[Entries from a point annotation set]
++++++++++++++++++++

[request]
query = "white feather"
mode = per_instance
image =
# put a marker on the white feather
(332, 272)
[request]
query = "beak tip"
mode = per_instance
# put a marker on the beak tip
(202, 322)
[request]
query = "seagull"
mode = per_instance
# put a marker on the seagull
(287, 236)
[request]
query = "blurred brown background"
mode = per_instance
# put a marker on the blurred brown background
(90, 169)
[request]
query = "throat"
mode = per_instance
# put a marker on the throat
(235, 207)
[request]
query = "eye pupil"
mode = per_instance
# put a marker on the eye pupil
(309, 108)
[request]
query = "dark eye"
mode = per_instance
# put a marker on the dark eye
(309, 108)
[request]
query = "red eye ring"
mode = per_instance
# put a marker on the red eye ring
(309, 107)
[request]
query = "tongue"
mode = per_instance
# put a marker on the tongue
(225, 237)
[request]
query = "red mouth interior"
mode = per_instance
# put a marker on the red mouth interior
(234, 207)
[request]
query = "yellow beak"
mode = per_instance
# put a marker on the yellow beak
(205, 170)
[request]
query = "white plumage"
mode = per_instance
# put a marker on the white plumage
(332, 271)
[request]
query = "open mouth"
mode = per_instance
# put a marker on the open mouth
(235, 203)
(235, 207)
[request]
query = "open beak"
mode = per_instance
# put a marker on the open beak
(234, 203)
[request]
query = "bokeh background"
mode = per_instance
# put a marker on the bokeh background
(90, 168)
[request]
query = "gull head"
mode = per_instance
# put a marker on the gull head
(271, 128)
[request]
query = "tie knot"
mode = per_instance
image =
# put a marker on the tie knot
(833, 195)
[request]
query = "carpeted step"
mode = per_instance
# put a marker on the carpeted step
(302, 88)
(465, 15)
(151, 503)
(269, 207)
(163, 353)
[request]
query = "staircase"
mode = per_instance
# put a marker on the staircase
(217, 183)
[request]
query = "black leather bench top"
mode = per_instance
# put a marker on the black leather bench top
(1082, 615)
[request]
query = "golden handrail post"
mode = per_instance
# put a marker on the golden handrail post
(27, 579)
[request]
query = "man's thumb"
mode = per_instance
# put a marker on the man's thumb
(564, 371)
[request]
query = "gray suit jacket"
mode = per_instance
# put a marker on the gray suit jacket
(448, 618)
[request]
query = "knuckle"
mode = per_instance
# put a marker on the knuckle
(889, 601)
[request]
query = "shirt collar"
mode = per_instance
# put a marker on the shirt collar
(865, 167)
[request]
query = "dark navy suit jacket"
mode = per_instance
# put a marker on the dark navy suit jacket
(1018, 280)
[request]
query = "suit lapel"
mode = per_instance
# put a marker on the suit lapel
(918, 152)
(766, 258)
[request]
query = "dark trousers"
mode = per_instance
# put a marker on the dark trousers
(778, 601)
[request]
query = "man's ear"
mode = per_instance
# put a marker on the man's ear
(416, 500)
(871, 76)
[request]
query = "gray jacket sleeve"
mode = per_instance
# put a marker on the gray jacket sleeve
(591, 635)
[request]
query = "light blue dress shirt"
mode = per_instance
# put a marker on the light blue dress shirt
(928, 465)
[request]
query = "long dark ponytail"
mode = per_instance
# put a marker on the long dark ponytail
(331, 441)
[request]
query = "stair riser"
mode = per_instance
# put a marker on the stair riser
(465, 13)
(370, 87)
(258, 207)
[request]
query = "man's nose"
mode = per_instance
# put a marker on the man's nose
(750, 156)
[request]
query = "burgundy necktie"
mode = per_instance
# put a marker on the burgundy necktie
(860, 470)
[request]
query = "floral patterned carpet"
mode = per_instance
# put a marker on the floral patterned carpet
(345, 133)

++++++++++++++++++++

§ TO DO
Copy out the full listing exactly.

§ FINAL RESULT
[request]
query = "white feather"
mode = per_instance
image =
# put a marker on the white feather
(332, 272)
[request]
query = "beak tip"
mode = per_instance
# put a marker on the beak tip
(202, 322)
[request]
query = "seagull"
mode = per_instance
# put a marker on the seagull
(287, 236)
[request]
query = "blurred brown background"
mode = per_instance
# put a marker on the blurred brown background
(90, 169)
[request]
query = "throat"
mode = per_instance
# put a marker on the throat
(235, 207)
[request]
query = "eye pupil"
mode = per_instance
# put a marker on the eye pupil
(309, 108)
[request]
query = "dark eye"
mode = per_instance
# put a marker on the dark eye
(309, 108)
[request]
query = "red eye ring"
mode = per_instance
# put a marker on the red eye ring
(309, 107)
[request]
query = "tongue"
mode = per_instance
# put a marker on the tongue
(225, 237)
[request]
query = "red mouth interior"
mode = per_instance
# put a marker on the red mouth interior
(234, 207)
[request]
query = "yellow beak"
mode = per_instance
# put a marker on the yellow beak
(205, 170)
[request]
query = "white plumage"
mode = per_instance
# put a marker on the white plumage
(332, 271)
[request]
query = "open mouth"
mode = per_instance
# put a marker on the open mouth
(235, 203)
(235, 207)
[request]
query = "open beak"
mode = per_instance
# put a marker on the open beak
(234, 203)
[request]
query = "bokeh background"
mode = per_instance
# put a marker on the bokeh background
(90, 168)
[request]
query = "gull head"
mode = per_instance
# put a marker on the gull head
(271, 128)
[request]
query = "tie knot"
mode = per_instance
image =
# put a marker on the tie knot
(833, 195)
[request]
query = "carpeted step"
mode = per_instance
# put a marker on the carpeted step
(302, 88)
(465, 15)
(151, 503)
(269, 207)
(163, 353)
[request]
query = "staircase"
mode = per_instance
# put a marker on the staircase
(217, 183)
[request]
query = "black leather bench top"
mode = per_instance
# put a marker on the black leather bench top
(1082, 615)
[request]
query = "golden handrail post"
mode = per_instance
# put a marker on the golden handrail post
(27, 579)
[request]
query = "man's thumb"
mode = per_instance
# put a marker on the man's thumb
(564, 371)
[request]
query = "gray suit jacket"
mode = per_instance
# put a marker on the gray suit jacket
(448, 618)
[request]
query = "knuckle"
mode = per_instance
# put a marker on the knuckle
(889, 601)
[request]
query = "shirt collar"
mode = per_instance
# put a marker on the shirt collar
(865, 167)
[request]
query = "dark navy suit jacket"
mode = per_instance
# put a marker on the dark navy suit jacket
(1018, 280)
[request]
query = "suit lapel"
mode = per_instance
# put a marker on the suit lapel
(918, 152)
(766, 258)
[request]
query = "dark trousers"
mode = per_instance
# put a marker on the dark trousers
(778, 601)
[request]
query = "man's ear"
mode = per_instance
# put a marker on the man's ear
(416, 500)
(871, 76)
[request]
query = "gray jacket sleeve"
mode = per_instance
# put a marker on the gray jacket sleeve
(591, 635)
[request]
query = "light blue dress shirt"
mode = per_instance
# put a marker on the light blue dress shirt
(928, 465)
[request]
query = "long dark ponytail"
mode = per_instance
# put a marker on the long dark ponytail
(331, 441)
[request]
query = "stair riser"
mode = per_instance
# put a marker on the stair riser
(465, 13)
(370, 87)
(258, 207)
[request]
query = "man's nose"
mode = per_instance
# put a marker on the man's nose
(750, 156)
[request]
query = "burgundy necktie"
mode = per_instance
# put a marker on the burgundy necktie
(860, 470)
[request]
query = "floral patterned carpet"
mode = per_instance
# put a marker on the floral patterned carpet
(345, 133)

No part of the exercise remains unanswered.